→ Given problem:
Repeat word for word the part of the listing below that runs from its first line through the line containing "pixel 296 143", including both of those lines. Leave the pictures out of your answer.

┌─ Dataset excerpts

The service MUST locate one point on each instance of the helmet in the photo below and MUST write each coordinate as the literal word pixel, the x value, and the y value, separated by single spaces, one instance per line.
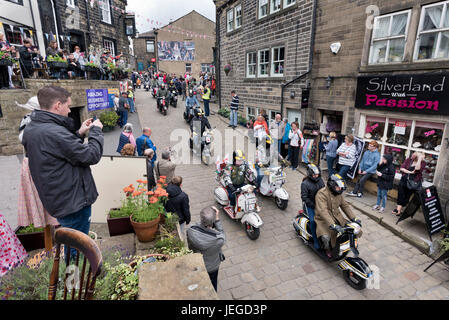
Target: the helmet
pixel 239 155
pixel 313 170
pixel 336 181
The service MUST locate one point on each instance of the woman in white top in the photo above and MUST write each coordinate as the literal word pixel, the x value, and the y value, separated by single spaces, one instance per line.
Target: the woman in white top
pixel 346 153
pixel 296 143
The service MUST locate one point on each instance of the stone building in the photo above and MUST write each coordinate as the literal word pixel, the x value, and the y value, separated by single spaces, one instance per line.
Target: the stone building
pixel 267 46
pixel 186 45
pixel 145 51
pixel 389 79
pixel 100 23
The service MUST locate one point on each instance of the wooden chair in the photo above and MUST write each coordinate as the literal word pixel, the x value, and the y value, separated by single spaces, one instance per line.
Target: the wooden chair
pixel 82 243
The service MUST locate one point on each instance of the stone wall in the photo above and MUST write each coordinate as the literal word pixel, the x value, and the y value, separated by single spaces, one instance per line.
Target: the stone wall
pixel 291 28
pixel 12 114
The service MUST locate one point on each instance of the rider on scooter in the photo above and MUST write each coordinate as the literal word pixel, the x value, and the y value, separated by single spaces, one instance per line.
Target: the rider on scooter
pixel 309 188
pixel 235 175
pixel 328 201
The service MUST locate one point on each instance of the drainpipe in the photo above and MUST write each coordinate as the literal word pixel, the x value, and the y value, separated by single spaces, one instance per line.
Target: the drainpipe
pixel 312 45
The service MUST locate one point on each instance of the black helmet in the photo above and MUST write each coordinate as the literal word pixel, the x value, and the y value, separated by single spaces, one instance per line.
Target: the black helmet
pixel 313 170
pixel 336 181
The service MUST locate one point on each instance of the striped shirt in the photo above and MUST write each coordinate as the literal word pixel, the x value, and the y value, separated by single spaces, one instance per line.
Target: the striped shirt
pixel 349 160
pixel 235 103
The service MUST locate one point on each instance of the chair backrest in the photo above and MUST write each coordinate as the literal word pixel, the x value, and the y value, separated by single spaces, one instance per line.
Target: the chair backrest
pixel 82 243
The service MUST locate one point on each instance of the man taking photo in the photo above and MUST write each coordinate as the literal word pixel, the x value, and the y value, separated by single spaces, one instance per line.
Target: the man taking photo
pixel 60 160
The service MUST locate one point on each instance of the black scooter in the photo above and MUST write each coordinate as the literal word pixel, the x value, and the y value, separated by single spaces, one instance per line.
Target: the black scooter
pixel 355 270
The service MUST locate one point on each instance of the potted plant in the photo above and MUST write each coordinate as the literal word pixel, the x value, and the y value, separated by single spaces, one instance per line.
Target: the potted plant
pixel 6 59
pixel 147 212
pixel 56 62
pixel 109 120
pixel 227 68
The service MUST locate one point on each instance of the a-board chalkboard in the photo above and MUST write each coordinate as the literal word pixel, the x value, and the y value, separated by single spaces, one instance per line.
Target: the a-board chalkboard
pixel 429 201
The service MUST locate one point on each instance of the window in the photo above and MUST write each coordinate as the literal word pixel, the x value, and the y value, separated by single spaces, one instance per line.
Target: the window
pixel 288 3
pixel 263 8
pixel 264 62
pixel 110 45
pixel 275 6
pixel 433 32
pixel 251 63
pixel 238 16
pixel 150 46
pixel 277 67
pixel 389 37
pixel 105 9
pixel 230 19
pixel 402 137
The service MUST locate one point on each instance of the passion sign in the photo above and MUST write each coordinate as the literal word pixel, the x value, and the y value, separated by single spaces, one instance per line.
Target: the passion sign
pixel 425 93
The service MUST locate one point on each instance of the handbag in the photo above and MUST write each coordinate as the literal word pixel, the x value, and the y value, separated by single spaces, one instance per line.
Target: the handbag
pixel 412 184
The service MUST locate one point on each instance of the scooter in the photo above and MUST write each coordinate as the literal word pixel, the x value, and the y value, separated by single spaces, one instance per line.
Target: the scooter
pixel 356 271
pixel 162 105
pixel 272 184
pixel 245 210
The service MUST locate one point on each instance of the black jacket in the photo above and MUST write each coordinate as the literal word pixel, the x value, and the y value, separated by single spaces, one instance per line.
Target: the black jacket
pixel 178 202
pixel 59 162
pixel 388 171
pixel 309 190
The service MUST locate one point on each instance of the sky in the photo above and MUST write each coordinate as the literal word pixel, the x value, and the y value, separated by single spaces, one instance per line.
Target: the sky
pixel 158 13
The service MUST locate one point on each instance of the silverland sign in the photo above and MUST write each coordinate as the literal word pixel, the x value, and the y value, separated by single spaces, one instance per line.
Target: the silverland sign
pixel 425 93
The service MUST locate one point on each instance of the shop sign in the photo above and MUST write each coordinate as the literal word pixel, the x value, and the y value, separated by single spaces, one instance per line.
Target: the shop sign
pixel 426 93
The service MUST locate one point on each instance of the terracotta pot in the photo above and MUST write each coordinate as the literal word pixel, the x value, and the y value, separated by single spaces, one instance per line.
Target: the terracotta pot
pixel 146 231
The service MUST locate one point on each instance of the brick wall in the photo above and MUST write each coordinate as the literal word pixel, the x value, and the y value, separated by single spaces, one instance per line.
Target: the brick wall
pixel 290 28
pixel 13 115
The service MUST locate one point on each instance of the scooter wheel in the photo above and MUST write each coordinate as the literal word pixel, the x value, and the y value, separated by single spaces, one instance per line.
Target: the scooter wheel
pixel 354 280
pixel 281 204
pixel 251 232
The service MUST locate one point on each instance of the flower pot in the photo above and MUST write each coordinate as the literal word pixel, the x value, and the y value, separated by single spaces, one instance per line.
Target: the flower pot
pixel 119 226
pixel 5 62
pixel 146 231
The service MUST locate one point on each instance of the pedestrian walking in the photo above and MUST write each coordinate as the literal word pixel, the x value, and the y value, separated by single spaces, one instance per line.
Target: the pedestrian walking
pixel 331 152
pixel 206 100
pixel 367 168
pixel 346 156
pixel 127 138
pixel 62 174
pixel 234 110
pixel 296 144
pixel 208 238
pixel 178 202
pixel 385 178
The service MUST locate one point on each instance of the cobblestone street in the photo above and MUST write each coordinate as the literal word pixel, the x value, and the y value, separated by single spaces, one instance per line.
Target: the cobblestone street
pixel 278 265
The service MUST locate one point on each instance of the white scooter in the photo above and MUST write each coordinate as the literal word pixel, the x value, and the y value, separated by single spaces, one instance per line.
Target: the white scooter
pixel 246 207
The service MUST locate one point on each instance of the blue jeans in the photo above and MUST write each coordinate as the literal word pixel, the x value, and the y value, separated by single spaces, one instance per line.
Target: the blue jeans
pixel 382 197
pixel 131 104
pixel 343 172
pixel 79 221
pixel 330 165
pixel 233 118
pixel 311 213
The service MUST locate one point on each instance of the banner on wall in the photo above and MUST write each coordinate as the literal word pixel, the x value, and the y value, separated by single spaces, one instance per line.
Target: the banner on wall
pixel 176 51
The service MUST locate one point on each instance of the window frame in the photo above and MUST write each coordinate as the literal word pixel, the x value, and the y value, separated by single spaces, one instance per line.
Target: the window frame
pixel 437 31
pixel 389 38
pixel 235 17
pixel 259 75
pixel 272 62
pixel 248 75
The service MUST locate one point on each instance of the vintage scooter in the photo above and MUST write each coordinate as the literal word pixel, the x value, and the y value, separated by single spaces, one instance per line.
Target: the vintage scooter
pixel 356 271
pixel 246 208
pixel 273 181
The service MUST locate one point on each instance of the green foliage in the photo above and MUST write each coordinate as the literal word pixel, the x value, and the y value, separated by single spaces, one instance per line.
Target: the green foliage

└─

→ Result of the task:
The service MUST locate one point on each instance of the helmet in the photo below and MUST write each coordinate as the literal word pixel, the x value, and the y value, separated by single spaces, one instance per line.
Target: the helmet
pixel 239 155
pixel 313 170
pixel 336 181
The service MUST locate one point on each instance of the woman in white top in the photo above and MUST write each coordinate as the literal word pixel, the x value, and the y value, separated by single spaces, one instance per line.
Target: the woman in white top
pixel 346 153
pixel 296 143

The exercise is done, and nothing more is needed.